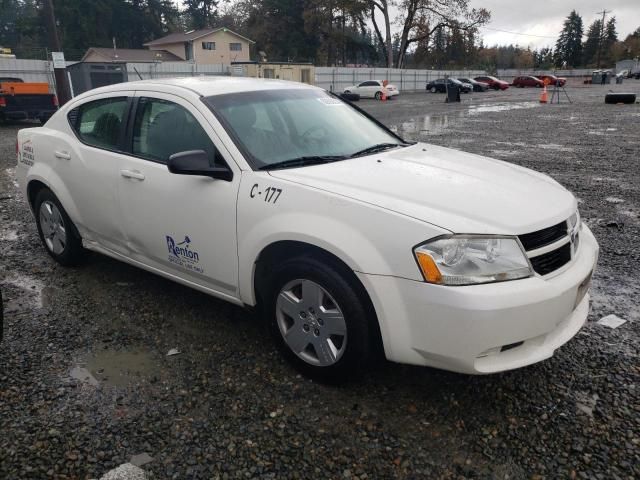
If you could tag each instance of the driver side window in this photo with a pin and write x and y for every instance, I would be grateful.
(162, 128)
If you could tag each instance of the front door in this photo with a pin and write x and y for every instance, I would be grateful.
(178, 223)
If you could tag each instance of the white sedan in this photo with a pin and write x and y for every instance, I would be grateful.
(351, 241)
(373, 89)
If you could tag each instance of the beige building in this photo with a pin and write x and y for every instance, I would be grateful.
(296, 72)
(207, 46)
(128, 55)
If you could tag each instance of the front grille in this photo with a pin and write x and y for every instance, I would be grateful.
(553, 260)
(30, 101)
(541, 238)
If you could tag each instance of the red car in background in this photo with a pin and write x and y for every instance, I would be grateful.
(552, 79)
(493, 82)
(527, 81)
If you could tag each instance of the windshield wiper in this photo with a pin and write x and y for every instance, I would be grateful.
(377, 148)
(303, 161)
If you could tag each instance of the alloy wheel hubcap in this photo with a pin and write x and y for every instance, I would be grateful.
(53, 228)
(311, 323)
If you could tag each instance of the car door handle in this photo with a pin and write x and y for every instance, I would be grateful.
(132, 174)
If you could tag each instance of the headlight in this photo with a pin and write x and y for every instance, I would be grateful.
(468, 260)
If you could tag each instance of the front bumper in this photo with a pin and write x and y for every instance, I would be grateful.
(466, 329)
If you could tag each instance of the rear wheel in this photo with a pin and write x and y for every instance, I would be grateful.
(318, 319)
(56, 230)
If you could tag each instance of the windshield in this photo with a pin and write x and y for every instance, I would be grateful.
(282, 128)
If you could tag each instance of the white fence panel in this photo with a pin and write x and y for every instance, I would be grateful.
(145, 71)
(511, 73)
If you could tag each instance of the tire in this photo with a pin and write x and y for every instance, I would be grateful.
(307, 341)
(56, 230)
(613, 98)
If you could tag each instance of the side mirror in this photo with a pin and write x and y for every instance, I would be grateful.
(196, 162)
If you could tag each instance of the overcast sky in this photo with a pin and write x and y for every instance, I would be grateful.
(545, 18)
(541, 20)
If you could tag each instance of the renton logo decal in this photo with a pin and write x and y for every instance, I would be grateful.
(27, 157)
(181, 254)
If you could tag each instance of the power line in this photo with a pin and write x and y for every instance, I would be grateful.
-------------------------
▶ AIM:
Reproduce all of the data above with each occurrence of "pin" replaced by "marker" and everything else unchanged. Omit the pictures from the output.

▶ TASK ANSWER:
If you could tag each instance of the driver side window in this photo with a marker and write x and y for every instance, I would be grateful.
(162, 128)
If you could tag each instance of the front door in this photo with a marker and write x and y for every instance, I would be grateful.
(178, 223)
If you could tag each instance of the white sedan in this photo with a marker and write x and y for every instance, I would be grateful.
(351, 241)
(373, 89)
If you could tag each instance of the beige building in this photo with a marker and write x and y for every instance, I would be grateful.
(296, 72)
(207, 46)
(128, 55)
If you could tag each instance of the front grille in this photo with a marker and write x and y for every instance, I would be grateful.
(553, 260)
(30, 101)
(541, 238)
If you could tag each instance of the red car in background in this photo with a marker and write x and y for every instance, I would be grateful.
(552, 79)
(493, 82)
(527, 81)
If you could tag each instance of the windshield wiper in this photo with a marker and write x and y for every instance, I would be grateful.
(377, 148)
(303, 161)
If you could tag each instance of the alloy wheel hubcap in this photo with a marker and write x and y for every instance, I would be grateful.
(53, 228)
(311, 323)
If you could tag each instance of the car door handle in this photo with a marker and write x and y for every instance, I would be grateful.
(132, 174)
If you could tag each instance of the headlight in this photo with a marker and write x and y for every instance, I would be grateful.
(468, 260)
If you could tag each instance of the front bumper in this photo with a marker and write x and y for every instance, I would be grateful.
(466, 329)
If you could tag each instance of the rear wheel in this photo with a marker and write x and y for every instance, I would be grateful.
(318, 319)
(56, 230)
If you could tag each instance of the windshield in this photo with a marker and write x and y for every instance, I would be grateful.
(282, 128)
If you could tag each instance of the white fence panel in this photo with a marker and write x and y for every instance, I would be grateful.
(145, 71)
(511, 73)
If you could tag each instance of the tire in this photo with a marker and write x and y for every instance, I would be grateful.
(307, 341)
(56, 230)
(613, 98)
If you could tag each instance of the side mirror in this photo with a marker and write x and y for every instance, I would be grateful.
(196, 162)
If you could tag each instance of the overcast sky in this photo with a marker and write x and y for every instance, I would be grateful.
(545, 18)
(541, 20)
If you could tag each instance of the renton logo decal in this photo with a marker and write x and y for every instance, I would be grateful.
(27, 157)
(181, 254)
If you could tag each instance of the power line in this photo with a marker and write x and y for every instance, I would be grateful.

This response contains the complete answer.